- Position annotation records:
########################################

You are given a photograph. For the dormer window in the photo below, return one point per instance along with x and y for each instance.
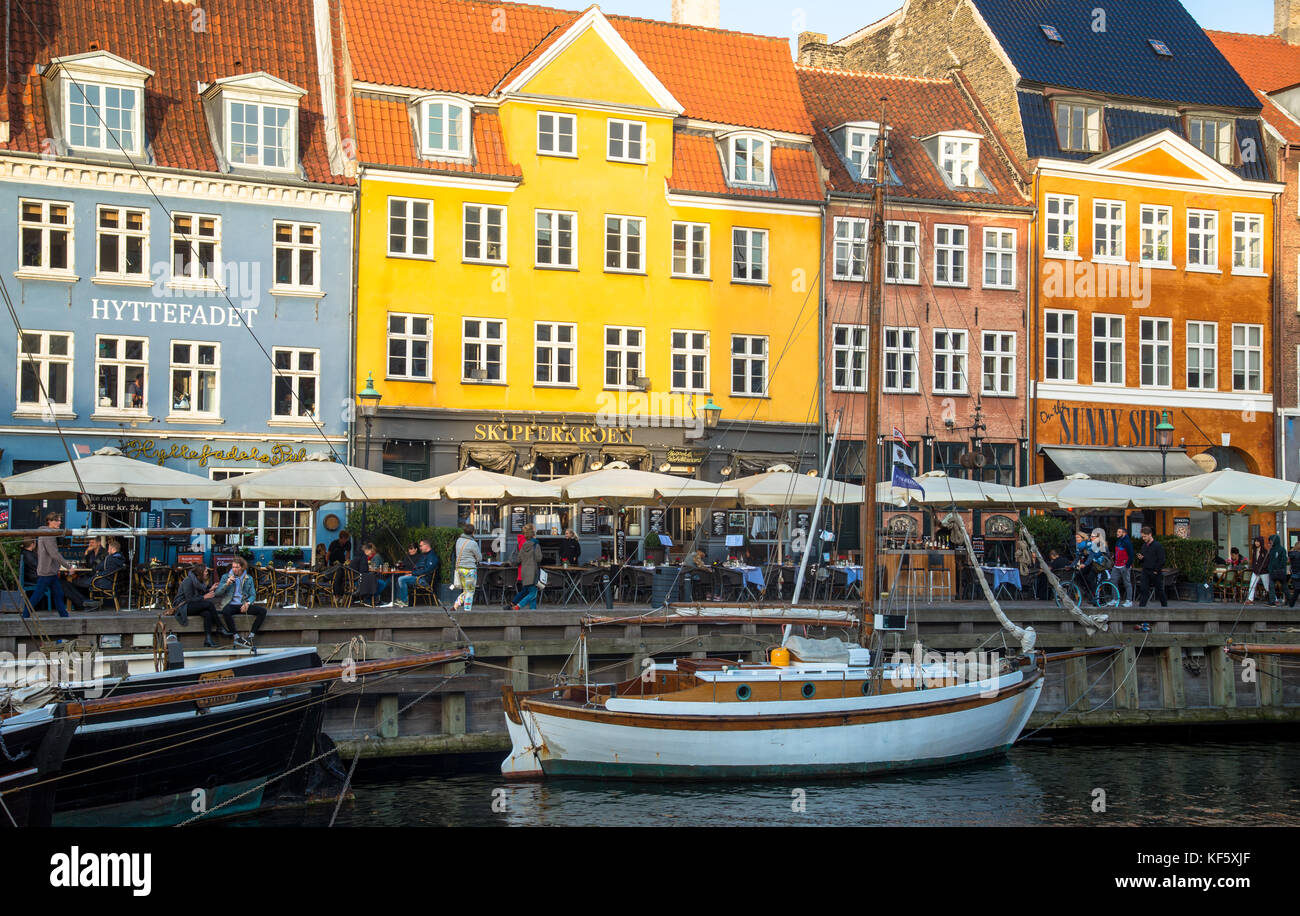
(749, 160)
(446, 129)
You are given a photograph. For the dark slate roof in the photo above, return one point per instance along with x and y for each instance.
(1119, 60)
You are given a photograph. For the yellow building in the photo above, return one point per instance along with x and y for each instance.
(575, 231)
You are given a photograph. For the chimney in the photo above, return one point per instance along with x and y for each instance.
(1286, 20)
(696, 13)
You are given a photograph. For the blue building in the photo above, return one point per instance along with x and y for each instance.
(181, 252)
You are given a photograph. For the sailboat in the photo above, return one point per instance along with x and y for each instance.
(814, 707)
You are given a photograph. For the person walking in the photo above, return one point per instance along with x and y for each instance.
(1152, 568)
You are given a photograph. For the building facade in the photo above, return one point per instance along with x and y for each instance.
(570, 246)
(180, 273)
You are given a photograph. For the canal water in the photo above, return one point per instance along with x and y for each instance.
(1208, 784)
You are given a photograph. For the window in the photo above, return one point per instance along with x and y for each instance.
(1058, 348)
(624, 356)
(1061, 226)
(557, 352)
(555, 134)
(749, 157)
(485, 233)
(446, 129)
(260, 135)
(484, 347)
(298, 255)
(849, 357)
(1000, 259)
(949, 255)
(902, 252)
(103, 117)
(689, 250)
(900, 360)
(295, 382)
(195, 247)
(689, 360)
(1248, 357)
(625, 140)
(1203, 355)
(410, 342)
(46, 361)
(749, 365)
(1157, 235)
(1108, 350)
(195, 390)
(122, 243)
(623, 243)
(1155, 352)
(1213, 137)
(850, 248)
(999, 363)
(46, 233)
(1201, 241)
(410, 228)
(1247, 243)
(1078, 126)
(1108, 230)
(555, 239)
(749, 255)
(121, 372)
(949, 363)
(958, 156)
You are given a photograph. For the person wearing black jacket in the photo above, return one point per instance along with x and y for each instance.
(1152, 556)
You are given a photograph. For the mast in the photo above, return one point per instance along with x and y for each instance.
(875, 378)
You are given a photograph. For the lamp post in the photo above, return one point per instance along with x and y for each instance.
(1164, 441)
(369, 399)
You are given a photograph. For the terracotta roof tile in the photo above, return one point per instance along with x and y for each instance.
(915, 108)
(161, 37)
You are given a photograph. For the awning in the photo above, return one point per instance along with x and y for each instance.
(1135, 467)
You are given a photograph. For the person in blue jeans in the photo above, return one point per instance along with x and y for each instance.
(424, 569)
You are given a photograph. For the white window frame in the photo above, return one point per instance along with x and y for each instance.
(410, 338)
(484, 212)
(1061, 221)
(1203, 350)
(1004, 256)
(550, 142)
(950, 361)
(689, 354)
(1156, 220)
(952, 257)
(1113, 341)
(555, 248)
(44, 360)
(121, 363)
(849, 357)
(625, 140)
(1002, 367)
(1203, 256)
(692, 247)
(554, 346)
(482, 341)
(1067, 346)
(124, 237)
(1149, 350)
(193, 368)
(627, 357)
(748, 356)
(294, 377)
(1247, 350)
(1109, 218)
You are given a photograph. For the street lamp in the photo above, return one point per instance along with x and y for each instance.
(1164, 441)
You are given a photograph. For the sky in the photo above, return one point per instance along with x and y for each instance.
(839, 18)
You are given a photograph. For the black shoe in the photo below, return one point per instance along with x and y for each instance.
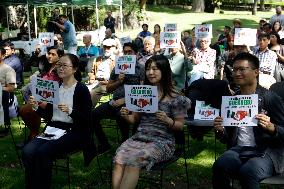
(103, 149)
(4, 132)
(20, 145)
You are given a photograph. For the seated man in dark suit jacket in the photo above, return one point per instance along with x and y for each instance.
(254, 153)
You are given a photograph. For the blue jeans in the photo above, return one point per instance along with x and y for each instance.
(249, 172)
(38, 155)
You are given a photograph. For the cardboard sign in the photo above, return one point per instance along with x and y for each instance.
(141, 98)
(1, 107)
(203, 112)
(239, 110)
(125, 40)
(203, 31)
(245, 36)
(46, 39)
(170, 40)
(45, 90)
(170, 27)
(125, 64)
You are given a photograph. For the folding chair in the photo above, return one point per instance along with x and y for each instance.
(274, 180)
(180, 152)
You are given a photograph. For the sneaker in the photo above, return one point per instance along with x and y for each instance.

########################################

- SHORT TASK:
Repeat the line containing "You are given a photograph. For the awning" and every line after it up to the end of the material above, exactly as they stand, minus the pictures.

- TASK SOLUTION:
You are given a photograph. For the awning in the photo above, return one point per instance along with x and y for each instance.
(1135, 467)
You are given a photograph. For the person in blue jeans in the photo above, return one point per instance along with x and y for each instance.
(424, 569)
You are given a photograph. For the white window frame in the photo above, return one point per instance along with x and y for each instance.
(410, 338)
(484, 212)
(1061, 221)
(1203, 350)
(1004, 256)
(550, 142)
(950, 361)
(689, 354)
(1156, 220)
(952, 257)
(1113, 341)
(555, 248)
(44, 360)
(121, 363)
(849, 357)
(625, 140)
(1002, 367)
(1203, 256)
(692, 247)
(554, 346)
(482, 341)
(1067, 346)
(124, 237)
(1149, 350)
(193, 368)
(627, 357)
(748, 356)
(294, 377)
(1247, 350)
(1109, 218)
You are given a photograph. For the street lamp in the photo above, return one point per instance along with x and y for each instance.
(1164, 441)
You are given a photograph. For the sky in the photo above, return one point per instance along with x and y for each instance.
(839, 18)
You are given a photograph. For the black shoe in the photo below, return one point per instance along with x and y for each instance.
(103, 149)
(4, 132)
(20, 145)
You are given a photograph. For the seated man in dark suit jacket in the photo above, return one point per instance along with x and y for each instance.
(254, 153)
You are given a photograph. For the blue jeans in the photo above, return one point per instance along with x and y for each instance.
(249, 172)
(38, 155)
You are given a photograph. For the cardboard sign in the photo above, return one point per instance along with x and y for each instance.
(141, 98)
(1, 107)
(203, 112)
(239, 110)
(125, 40)
(203, 31)
(245, 36)
(46, 39)
(170, 40)
(45, 90)
(170, 27)
(125, 64)
You are given a photograph. For the folding chair in the photo above, return one point per instance along with x and y for each instance.
(274, 180)
(180, 152)
You are given a photograph. For the sneaker in the photo above, return one point per instance along with x and y for each instance.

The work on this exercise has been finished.